**Input:**
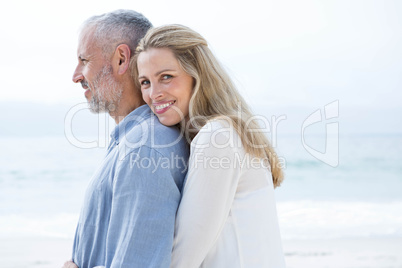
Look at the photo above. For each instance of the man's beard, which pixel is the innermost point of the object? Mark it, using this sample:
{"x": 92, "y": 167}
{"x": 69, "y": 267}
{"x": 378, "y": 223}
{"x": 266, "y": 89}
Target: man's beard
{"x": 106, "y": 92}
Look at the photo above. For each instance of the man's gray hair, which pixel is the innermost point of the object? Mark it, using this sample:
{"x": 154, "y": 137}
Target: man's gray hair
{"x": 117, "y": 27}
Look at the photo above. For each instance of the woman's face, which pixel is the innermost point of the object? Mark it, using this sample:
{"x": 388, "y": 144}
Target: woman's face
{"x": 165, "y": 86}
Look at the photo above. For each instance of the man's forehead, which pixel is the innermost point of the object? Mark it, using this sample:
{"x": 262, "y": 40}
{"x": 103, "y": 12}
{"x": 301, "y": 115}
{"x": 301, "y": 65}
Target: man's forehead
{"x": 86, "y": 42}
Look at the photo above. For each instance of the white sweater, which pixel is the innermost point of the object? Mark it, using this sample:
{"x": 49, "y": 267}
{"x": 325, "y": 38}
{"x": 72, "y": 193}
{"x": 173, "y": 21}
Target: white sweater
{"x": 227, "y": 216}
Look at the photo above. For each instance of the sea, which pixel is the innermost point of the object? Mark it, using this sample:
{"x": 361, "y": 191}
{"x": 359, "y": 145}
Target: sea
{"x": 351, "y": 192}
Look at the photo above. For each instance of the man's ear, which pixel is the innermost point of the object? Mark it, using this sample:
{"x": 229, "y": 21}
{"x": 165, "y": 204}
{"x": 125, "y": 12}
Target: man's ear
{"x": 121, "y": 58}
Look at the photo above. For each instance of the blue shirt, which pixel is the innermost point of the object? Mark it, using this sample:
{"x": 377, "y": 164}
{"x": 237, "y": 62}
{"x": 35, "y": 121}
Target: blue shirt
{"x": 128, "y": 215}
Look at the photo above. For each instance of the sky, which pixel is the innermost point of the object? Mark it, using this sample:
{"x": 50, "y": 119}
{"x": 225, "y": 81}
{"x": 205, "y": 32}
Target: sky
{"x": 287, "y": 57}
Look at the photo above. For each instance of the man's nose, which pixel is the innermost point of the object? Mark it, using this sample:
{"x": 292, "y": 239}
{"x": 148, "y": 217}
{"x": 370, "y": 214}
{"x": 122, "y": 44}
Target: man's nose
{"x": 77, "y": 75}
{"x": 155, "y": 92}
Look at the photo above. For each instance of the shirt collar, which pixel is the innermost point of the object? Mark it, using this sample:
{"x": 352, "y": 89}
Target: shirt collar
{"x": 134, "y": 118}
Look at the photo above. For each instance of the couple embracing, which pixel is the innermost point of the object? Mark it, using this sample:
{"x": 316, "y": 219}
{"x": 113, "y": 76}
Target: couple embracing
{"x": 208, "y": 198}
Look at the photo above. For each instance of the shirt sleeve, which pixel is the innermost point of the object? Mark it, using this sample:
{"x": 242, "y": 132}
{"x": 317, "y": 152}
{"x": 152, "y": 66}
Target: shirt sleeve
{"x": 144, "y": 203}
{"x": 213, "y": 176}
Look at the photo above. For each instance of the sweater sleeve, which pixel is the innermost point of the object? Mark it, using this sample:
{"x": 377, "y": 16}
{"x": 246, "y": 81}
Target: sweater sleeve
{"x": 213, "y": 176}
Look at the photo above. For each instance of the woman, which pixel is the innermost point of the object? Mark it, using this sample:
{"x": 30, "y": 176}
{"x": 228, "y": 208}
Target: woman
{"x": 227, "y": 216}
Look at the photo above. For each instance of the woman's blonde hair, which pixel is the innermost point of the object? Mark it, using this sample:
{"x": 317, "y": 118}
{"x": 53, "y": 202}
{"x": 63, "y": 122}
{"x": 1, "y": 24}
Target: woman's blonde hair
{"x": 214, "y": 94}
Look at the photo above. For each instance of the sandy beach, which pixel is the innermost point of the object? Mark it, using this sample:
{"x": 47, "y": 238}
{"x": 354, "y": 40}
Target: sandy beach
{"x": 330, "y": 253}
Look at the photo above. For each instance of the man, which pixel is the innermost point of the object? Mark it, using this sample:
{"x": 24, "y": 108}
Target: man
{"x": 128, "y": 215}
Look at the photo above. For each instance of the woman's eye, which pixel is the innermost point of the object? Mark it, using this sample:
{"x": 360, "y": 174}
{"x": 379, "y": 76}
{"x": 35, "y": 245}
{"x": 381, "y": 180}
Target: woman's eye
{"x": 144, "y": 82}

**Directions:** Only the records, copied exactly and free of pictures, belong in the answer.

**Written answer:**
Look at the photo above. For each instance of the man's beard, which pixel is the innermost point of the object? Mark it, using this sample:
{"x": 92, "y": 167}
{"x": 69, "y": 267}
{"x": 378, "y": 223}
{"x": 266, "y": 89}
Target: man's beard
{"x": 106, "y": 92}
Look at the photo above. For each instance of the man's gray hair, which pixel is the innermost point of the object? Mark it, using this sample:
{"x": 154, "y": 137}
Target: man's gray hair
{"x": 117, "y": 27}
Look at the photo above. For each instance of the woman's face, which pixel is the innermost point of the object? Mark it, using this sample:
{"x": 388, "y": 144}
Target: woman's face
{"x": 165, "y": 86}
Look at the photo above. For each instance of the man's forehead, which pixel is the innermost point of the object? Mark it, using this sample:
{"x": 262, "y": 40}
{"x": 103, "y": 12}
{"x": 301, "y": 115}
{"x": 301, "y": 65}
Target: man's forehead
{"x": 86, "y": 42}
Look at the photo above. For each instance of the white sweater, which pixel is the innermost point of the object? Mark it, using this sample:
{"x": 49, "y": 267}
{"x": 325, "y": 38}
{"x": 72, "y": 193}
{"x": 173, "y": 21}
Target: white sweater
{"x": 227, "y": 216}
Look at the photo above. For each instance of the sea, which pixel is the innermost point of the object? Mark it, using this sample:
{"x": 361, "y": 191}
{"x": 359, "y": 145}
Target: sea
{"x": 351, "y": 192}
Look at the photo above. For each instance of the man's ear, which pixel is the innermost point of the object? Mark it, using this sample:
{"x": 229, "y": 21}
{"x": 165, "y": 204}
{"x": 125, "y": 12}
Target: man's ear
{"x": 121, "y": 58}
Look at the photo above. For each instance of the blue shirt, which pixel is the innermost point of the object? Mark it, using this sample:
{"x": 377, "y": 164}
{"x": 237, "y": 62}
{"x": 35, "y": 121}
Target: blue shirt
{"x": 128, "y": 215}
Look at the photo above. For each instance of the sky, which pixel is the innermost point of the object? Mark it, using this sample:
{"x": 50, "y": 119}
{"x": 225, "y": 81}
{"x": 205, "y": 32}
Target: sky
{"x": 287, "y": 57}
Look at the photo above. For each instance of the man's nose, which pixel is the innermost point of the object? Mark it, using this sample:
{"x": 292, "y": 239}
{"x": 148, "y": 217}
{"x": 370, "y": 214}
{"x": 122, "y": 44}
Target: man's nose
{"x": 77, "y": 75}
{"x": 155, "y": 92}
Look at the photo above. For each instance of the shirt collar, which pixel is the innermost point of the object? Mark it, using this sample:
{"x": 352, "y": 89}
Target: shirt collar
{"x": 134, "y": 118}
Look at the photo above. For each instance of the couple embracing, which pixel is the innermost point of the object? Mark it, using this sample:
{"x": 316, "y": 219}
{"x": 113, "y": 76}
Target: couple embracing
{"x": 208, "y": 198}
Look at the photo above. For each instance of the shirt sleeve, which pixel is the innermost point of the object? Mark it, using this sample:
{"x": 242, "y": 132}
{"x": 317, "y": 152}
{"x": 152, "y": 66}
Target: shirt sleeve
{"x": 144, "y": 203}
{"x": 213, "y": 176}
Look at the photo above. For each instance of the sweater sleeve, which pixel is the innermost point of the object? Mark it, using this sample:
{"x": 377, "y": 16}
{"x": 246, "y": 81}
Target: sweater sleeve
{"x": 213, "y": 176}
Look at the photo above. For each instance of the woman, which pixel is the innermost point of the object? Mark it, using this sample:
{"x": 30, "y": 176}
{"x": 228, "y": 208}
Target: woman
{"x": 227, "y": 216}
Look at the photo above. For each instance of the woman's blonde hair, which pixel is the innermost point of the object? Mark it, using this sample:
{"x": 317, "y": 118}
{"x": 53, "y": 202}
{"x": 63, "y": 122}
{"x": 1, "y": 24}
Target: woman's blonde hair
{"x": 214, "y": 94}
Look at the photo above. For each instance of the sandy beach, which pixel is the innermost point of the object? Mark it, using this sample:
{"x": 47, "y": 238}
{"x": 354, "y": 40}
Target: sandy beach
{"x": 330, "y": 253}
Look at the photo above. For each instance of the man, which pixel is the innermost point of the object? Mark it, using this sample:
{"x": 24, "y": 108}
Target: man
{"x": 128, "y": 215}
Look at the photo above. For each instance of the woman's eye, which pixel is the innermost point of the object? Mark it, using this sample:
{"x": 360, "y": 174}
{"x": 379, "y": 76}
{"x": 35, "y": 245}
{"x": 381, "y": 180}
Target: woman's eye
{"x": 144, "y": 82}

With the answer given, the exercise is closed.